> Consignes:
- 1) D'après le texte retenu, quelles sont les trois chansons de Céline Caussimon consacrées à l'immigration ?
- 2) Recopiez le passage du texte retenu qui commence par « Voilà cinquante ans, Phil » et se poursuit jusqu'à « quoi ? (Shiva). », en remplaçant « Un demi-siècle » par « Cinquante ans ».

> Texte retenu:
○ ○ ○ ○

Voilà cinquante ans, Phil Ochs publiait son premier trente-centimètres : All the News That’s Fit to Sing – en français : Toutes les nouvelles qui méritent d’être chantées. Le titre aurait pu traverser l’Atlantique et orner la pochette du nouveau CD de Céline Caussimon. En 1964,
le « journaliste chantant » (« The Singing Journalist ») traitait des sujets qui fâchaient l’Amérique d’alors : la guerre du Vietnam, Cuba, l’assassinat de Medgar Evers… Un demi-siècle plus tard, et en France, Céline Caussimon, qui signe tous ses textes, explore avec humour ou gravité l’actualité digne d’être commentée : les réseaux sociaux (Chanson amicale), la modernité illusoire (Installez-vous), la rebelle du panel (La Ménagère de moins de cinquante ans). Mais c’est l’immigration qui fait la une, en trois titres très forts : Exit !, La Camisole et Nous dirons quoi ? (Shiva).
Ici, les chansons ne se laissent pas toutes adopter à la première écoute. Les vers n’ont pas la régularité ni la métrique confortables. L’auteur use du pentamètre
(« Je m’étais tapie / […] /Et tout aplatie / […] »), de » l’heptamètre (« Vous pensez la camisole / Elle est faite pour les fous/ […] ») et ne recule pas face à l’enjambement ([…] / Tu entends et tu ne dis rien tant / Que ce n’est pas toi que l’on invite / […] »). Bref, à l’invitation de Verlaine, soucieuse de « musique avant toute chose », Céline Caussimon « préfère l’impair ». Et ça marche, car elle a des pairs compositeurs à la hauteur. Emilie Marsh, Gabriel Levasseur, Jean-Luc Priano, Mickaël Guillaume et Jean-Yves Lacombe ont le sens des mélodies accidentées. Gérard Pierron, lui est plus « classique ». Céline Caussimon lui a donné son texte le plus sage – tout en vers de douze et de six pieds. Ils s’appelle Les Vieux Enfants : « Ce sont de vieux enfants que l’on voit dans les bars / A plus de quarante ans, ils jouent au ballon de blanc / Font la course en avant et les braves de comptoir… / […]. » On n’est plus là dans les nouvelles du temps. Car il est aussi un temps pour autre chose – même Phil Ochs savait mettre de côté sa colère pour s’ouvrir à la tendresse ou à la compassion.

○ ○ ○ ○

> Données fournies:
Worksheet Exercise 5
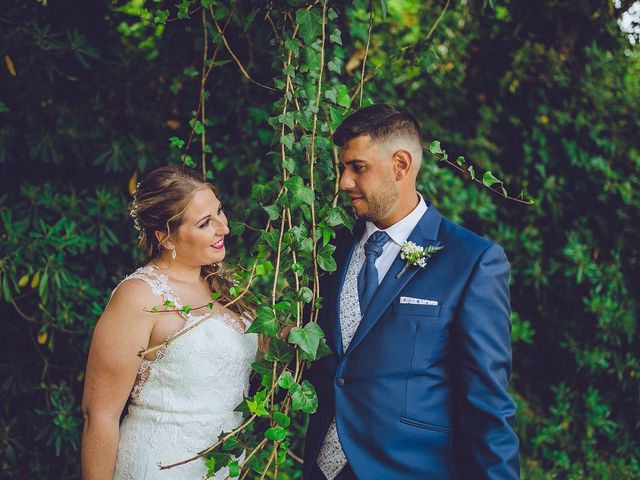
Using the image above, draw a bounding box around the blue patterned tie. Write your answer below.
[358,230,389,316]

○ ○ ○ ○

> Corrigé de l'exercice:
- 1) Exit !, La Camisole et Nous dirons quoi ? (Shiva).

- 2)
Voilà cinquante ans, Phil Ochs publiait son premier trente-centimètres : All the News That’s Fit to Sing – en français : Toutes les nouvelles qui méritent d’être chantées. Le titre aurait pu traverser l’Atlantique et orner la pochette du nouveau CD de Céline Caussimon. En 1964,
le « journaliste chantant » (« The Singing Journalist ») traitait des sujets qui fâchaient l’Amérique d’alors : la guerre du Vietnam, Cuba, l’assassinat de Medgar Evers… Cinquante ans plus tard, et en France, Céline Caussimon, qui signe tous ses textes, explore avec humour ou gravité l’actualité digne d’être commentée : les réseaux sociaux (Chanson amicale), la modernité illusoire (Installez-vous), la rebelle du panel (La Ménagère de moins de cinquante ans). Mais c’est l’immigration qui fait la une, en trois titres très forts : Exit !, La Camisole et Nous dirons quoi ? (Shiva).